Reproduce the passage of the Sierra Leone article from "Written by Pheel" to "in the world?" word for word.

Study text:
※ ※ ※

Written by Pheel Wang
Translated by Mark Wan
Edited by Diana Chang, Andrea Barkley
Food distribution buckets, previously used by Tzu Chi USA to provide Jing Si Multigrain Instant Mix to the hungry in the Republic of Sierra Leone, are now converted for other essential functions — continued education and pandemic prevention.
Help From Far Away, But Close By
U.S. President Biden promised that “90% of Americans will have a (COVID-19) vaccination site within five miles of their homes by April 19 (2021).” In the following weeks, the vaccine sites and shot rates skyrocketed, with one out of every three American adults getting inoculated by the end of March. As vaccination becomes more available to the masses, more and more people are willing to go out to work, travel, dine, shop, and get an education. But what about the majority of other countries in the world?
According to a Duke University estimate, the Covid-19 vaccine will not be available worldwide until 2023 or 2024. For a long time, the Republic of Sierra Leone has been seriously short of resources for public hygiene and water source, much less having access to the Covid-19 vaccine. As a result, the reopening of the schools will be delayed by two to three years. So what will happen to children’s education and pandemic prevention for communities during the intervening years?
Since help is far away, but the pandemic threat is immediate, Tzu Chi USA volunteers quickly reached out to local humanitarian organizations such as HealeyIRF, Caritas Freetown, and Lanyi Foundation. Together they decided to provide basic service first and then look for a better solution: help residents solve water issues to curb the spread of the virus.
Upon witnessing the rapid escalation of conflict and the ensuing humanitarian situation, Tzu Chi’s founder, Dharma Master Cheng Yen, addressed volunteers worldwide on February 28.
Back to Square One In Schools
In September and October 2020, Tzu Chi USA worked with local partners to help in pandemic prevention. The reopening of various regional schools was predicated on having adequate hygiene measures. Unfortunately, many schools couldn’t install much-needed hand-washing devices due to a lack of funds.
“We need these hand-washing buckets very much, so students can wash their hands,” commented Richelle, president of St. Joseph Secondary School, Freetown. “We will abide by the hand-washing manual and prevention measures to get rid of coronavirus as soon as possible and keep it out of our country.”

※ ※ ※

Supplied entries:
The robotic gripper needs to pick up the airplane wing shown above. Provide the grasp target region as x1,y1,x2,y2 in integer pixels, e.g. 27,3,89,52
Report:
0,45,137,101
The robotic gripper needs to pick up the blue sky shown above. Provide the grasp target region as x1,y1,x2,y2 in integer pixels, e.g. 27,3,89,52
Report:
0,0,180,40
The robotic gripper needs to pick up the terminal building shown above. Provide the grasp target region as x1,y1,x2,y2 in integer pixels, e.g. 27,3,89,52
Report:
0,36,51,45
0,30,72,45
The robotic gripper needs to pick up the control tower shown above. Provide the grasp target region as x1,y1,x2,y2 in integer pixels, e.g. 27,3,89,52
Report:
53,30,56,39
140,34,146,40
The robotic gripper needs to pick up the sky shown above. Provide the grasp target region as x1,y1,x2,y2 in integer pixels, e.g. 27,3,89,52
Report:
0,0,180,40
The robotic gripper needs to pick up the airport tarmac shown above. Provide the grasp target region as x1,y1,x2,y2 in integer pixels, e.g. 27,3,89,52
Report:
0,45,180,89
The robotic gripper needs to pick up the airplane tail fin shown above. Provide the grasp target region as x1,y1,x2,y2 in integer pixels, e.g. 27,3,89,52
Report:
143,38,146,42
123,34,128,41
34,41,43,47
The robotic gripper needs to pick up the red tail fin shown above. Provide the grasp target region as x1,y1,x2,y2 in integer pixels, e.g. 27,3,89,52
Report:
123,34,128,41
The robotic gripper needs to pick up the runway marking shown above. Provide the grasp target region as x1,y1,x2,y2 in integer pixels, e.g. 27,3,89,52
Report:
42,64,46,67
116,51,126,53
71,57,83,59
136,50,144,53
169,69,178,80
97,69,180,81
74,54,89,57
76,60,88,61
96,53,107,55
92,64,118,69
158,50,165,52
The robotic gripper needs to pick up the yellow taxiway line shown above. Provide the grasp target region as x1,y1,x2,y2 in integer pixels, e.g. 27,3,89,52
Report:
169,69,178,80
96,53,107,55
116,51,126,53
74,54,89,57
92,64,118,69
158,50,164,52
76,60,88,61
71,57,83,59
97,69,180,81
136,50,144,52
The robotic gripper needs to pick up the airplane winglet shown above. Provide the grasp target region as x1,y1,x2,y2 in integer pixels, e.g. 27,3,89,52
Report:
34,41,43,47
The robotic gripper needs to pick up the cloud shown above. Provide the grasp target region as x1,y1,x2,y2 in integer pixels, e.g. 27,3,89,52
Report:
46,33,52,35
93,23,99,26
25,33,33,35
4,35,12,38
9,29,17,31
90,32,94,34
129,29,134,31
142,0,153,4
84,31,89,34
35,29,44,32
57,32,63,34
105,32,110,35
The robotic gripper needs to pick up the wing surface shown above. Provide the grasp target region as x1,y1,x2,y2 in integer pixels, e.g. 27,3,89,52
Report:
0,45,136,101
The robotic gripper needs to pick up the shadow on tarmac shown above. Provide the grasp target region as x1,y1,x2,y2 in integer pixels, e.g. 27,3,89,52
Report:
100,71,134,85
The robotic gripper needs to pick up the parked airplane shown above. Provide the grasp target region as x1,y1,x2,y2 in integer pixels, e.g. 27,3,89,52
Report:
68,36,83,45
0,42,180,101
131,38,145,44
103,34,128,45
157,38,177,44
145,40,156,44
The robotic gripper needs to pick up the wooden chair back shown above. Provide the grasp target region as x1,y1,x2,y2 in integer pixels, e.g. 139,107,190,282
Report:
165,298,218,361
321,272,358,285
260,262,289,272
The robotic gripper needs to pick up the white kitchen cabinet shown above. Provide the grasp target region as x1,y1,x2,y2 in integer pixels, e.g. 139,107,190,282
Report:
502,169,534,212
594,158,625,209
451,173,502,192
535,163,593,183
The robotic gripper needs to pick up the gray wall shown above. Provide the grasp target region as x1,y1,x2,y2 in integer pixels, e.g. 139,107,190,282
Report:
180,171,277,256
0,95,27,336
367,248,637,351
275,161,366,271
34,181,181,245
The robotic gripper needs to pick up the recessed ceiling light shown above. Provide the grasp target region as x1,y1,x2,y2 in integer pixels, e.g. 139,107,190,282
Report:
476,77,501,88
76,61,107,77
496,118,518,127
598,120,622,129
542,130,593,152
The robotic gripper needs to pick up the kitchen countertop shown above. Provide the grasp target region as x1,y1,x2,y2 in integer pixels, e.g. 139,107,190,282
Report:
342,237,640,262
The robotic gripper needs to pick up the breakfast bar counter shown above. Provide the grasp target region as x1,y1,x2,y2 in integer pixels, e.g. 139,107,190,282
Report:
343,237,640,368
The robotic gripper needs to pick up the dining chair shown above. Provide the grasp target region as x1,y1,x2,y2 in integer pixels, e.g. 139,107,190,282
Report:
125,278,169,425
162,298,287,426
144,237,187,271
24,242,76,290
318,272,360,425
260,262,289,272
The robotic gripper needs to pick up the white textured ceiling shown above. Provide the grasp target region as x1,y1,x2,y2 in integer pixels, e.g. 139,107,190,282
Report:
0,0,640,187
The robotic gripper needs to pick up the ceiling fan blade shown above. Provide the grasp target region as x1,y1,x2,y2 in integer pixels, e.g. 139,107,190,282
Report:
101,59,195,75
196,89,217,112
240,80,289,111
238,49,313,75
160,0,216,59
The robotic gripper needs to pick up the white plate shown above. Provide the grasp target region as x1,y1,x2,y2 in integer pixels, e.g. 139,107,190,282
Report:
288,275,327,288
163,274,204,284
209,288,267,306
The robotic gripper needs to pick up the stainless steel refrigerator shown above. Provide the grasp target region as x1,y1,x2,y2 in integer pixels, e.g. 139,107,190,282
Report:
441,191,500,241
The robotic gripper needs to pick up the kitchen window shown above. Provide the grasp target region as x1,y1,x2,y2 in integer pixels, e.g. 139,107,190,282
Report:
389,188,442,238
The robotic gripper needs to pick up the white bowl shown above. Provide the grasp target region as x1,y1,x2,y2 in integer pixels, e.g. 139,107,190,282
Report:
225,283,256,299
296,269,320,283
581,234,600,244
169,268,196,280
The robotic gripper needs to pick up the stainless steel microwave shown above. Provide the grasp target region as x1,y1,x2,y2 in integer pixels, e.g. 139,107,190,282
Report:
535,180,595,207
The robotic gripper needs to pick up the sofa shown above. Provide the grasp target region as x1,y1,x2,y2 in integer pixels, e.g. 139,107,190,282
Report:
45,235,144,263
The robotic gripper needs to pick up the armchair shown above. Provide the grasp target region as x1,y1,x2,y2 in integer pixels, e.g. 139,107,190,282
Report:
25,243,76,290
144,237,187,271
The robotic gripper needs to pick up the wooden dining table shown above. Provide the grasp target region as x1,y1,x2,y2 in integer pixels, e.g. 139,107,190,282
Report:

※ ※ ※

Exercise answer:
Written by Pheel Wang
Translated by Mark Wan
Edited by Diana Chang, Andrea Barkley
Food distribution buckets, previously used by Tzu Chi USA to provide Jing Si Multigrain Instant Mix to the hungry in the Republic of Sierra Leone, are now converted for other essential functions — continued education and pandemic prevention.
Help From Far Away, But Close By
U.S. President Biden promised that “90% of Americans will have a (COVID-19) vaccination site within five miles of their homes by April 19 (2021).” In the following weeks, the vaccine sites and shot rates skyrocketed, with one out of every three American adults getting inoculated by the end of March. As vaccination becomes more available to the masses, more and more people are willing to go out to work, travel, dine, shop, and get an education. But what about the majority of other countries in the world?